- **EXERCISE BRIEF**
Copy out the lines starting with the one containing "Mark a point on each instance of the ceiling" and going on through the one containing "[(209, 151)]", both included, with no changes.

Pointing dataset excerpts:
━━━━━━━━━━━━━━━━━━━━━━━━━━━━━━
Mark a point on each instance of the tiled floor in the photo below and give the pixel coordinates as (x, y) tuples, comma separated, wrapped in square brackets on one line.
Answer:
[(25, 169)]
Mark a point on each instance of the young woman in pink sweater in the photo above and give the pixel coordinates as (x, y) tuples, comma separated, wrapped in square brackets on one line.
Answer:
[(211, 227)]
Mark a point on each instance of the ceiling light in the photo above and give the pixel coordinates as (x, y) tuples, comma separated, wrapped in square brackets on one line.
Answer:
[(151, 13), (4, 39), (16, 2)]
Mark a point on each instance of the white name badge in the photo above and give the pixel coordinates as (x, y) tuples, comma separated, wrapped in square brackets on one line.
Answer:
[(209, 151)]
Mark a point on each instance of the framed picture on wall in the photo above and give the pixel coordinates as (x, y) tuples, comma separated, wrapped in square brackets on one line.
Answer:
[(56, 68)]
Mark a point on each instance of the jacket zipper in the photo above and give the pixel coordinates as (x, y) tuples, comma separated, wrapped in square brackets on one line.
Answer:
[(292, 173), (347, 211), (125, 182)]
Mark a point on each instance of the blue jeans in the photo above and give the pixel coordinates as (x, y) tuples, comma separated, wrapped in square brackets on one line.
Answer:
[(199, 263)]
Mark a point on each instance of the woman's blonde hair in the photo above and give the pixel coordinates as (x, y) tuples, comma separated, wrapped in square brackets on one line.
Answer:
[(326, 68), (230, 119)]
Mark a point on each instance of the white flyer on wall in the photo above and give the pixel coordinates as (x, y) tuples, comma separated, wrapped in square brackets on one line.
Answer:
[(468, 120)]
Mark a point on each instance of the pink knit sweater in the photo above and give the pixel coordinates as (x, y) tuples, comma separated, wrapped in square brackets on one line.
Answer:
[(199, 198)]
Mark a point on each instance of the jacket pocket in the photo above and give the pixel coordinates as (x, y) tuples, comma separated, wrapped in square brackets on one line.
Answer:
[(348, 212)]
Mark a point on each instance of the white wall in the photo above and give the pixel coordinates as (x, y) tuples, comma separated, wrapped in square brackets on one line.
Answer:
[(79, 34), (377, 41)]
━━━━━━━━━━━━━━━━━━━━━━━━━━━━━━
- **FULL OUTPUT**
Mark a point on each instance of the ceiling light in the photo above and give the pixel coordinates as (x, y) tuples, comma separated, wrapped in square brackets on one line.
Answer:
[(151, 13), (4, 39), (16, 2)]
Mark a point on each instance of the white name badge in the photo above and give the pixel coordinates as (x, y) tuples, comma separated, wrapped in square brackets on one line.
Answer:
[(209, 151)]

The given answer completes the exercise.